> TEXT UNDER STUDY:

──────────────────────────────

Peanut Butter Saving Lives Of Starving Children

Posted by on March 6, 2015 in Entrepreneurship

mothers-serious-pose-copy-300x200In the Western world, many of us have a jar of peanut butter stashed away, but who would have thought that peanut butter could actually save lives?! Peanut Butter for the Hungry is an initiative from the peanut industry in the U.S. to help malnourished children in places where resources are limited. In 2005 Project Peanut Butter was born in Malawi and Sierra Leone. The Project is a not-for-profit organisation that has saved more than 800,000 children from starvation through a special peanut formula created by Dr Manary, an American paediatrician. The formula is simple mix of ground-roasted peanuts, dried milk, vitamins, minerals, vegetable oil and sugar called ‘chiponde’ by locals. The Project manufactures around 1,000 tonnes of the peanut-based formula each year, using local labour and locally grown peanuts from roughly 6,000 farmers. It is then distributed via mobile clinics throughout Malawi, Sierra Leone and Ghana, with women and their children often walking for days to access their stock of chiponde.

This therapy treats acute malnutrition and has positive long-lasting effects. This miracle peanut butter formula gives children a nutritional buffer, helping them survive illnesses like malaria, which is high risk for children in Africa. Dr Manary’s revolutionary treatment has become standard care world-wide and is endorsed by the World Health Organisation, United Nations and UNICEF as the best way to treat severe malnutrition. Peanuts have been an integral part of the West African diet for hundreds of years, brought to Africa from South America.

Strangely, as food allergies, including peanut allergies are on the rise in the West, there has never been an allergic reaction to peanuts among the African children that have been treated. According to Dr Manary, peanut allergies simply don’t exist among these children. A food allergy is caused by not being exposed to food in the first year of life, then being exposed to it later. So the way to create a lot of food allergies is to feed babies monotonous bland diets—a first world condition. In Africa, people feed children a full array of food soon after six months; in addition to that, malnourished kids don’t have the strength to have an allergic reaction to anything.

──────────────────────────────

> INFORMATION GIVEN:
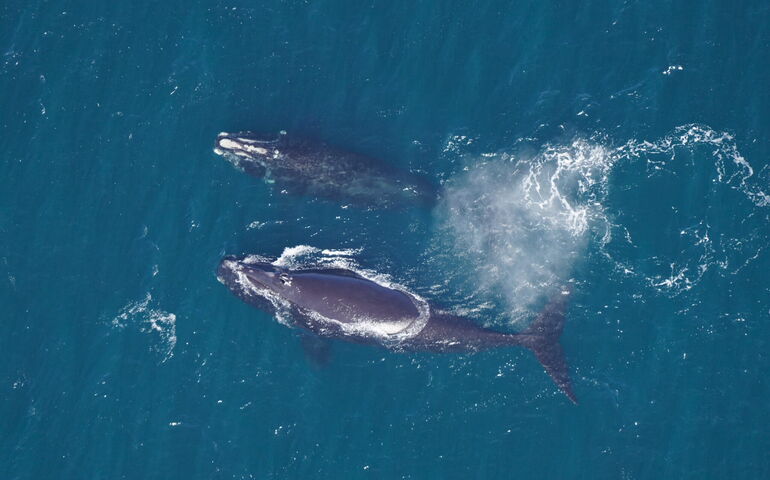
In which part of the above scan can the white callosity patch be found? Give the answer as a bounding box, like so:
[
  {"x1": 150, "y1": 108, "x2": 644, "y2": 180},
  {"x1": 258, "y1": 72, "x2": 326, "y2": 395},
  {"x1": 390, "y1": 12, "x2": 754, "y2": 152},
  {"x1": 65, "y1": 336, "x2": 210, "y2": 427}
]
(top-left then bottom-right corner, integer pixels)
[
  {"x1": 112, "y1": 292, "x2": 177, "y2": 362},
  {"x1": 264, "y1": 245, "x2": 430, "y2": 347}
]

──────────────────────────────

> WHAT YOU HAVE TO DO: Reproduce the passage of the peanut butter article from "This therapy treats" to "from South America." word for word. The items were taken from a separate source.

> SOLUTION TO THIS EXERCISE:
This therapy treats acute malnutrition and has positive long-lasting effects. This miracle peanut butter formula gives children a nutritional buffer, helping them survive illnesses like malaria, which is high risk for children in Africa. Dr Manary’s revolutionary treatment has become standard care world-wide and is endorsed by the World Health Organisation, United Nations and UNICEF as the best way to treat severe malnutrition. Peanuts have been an integral part of the West African diet for hundreds of years, brought to Africa from South America.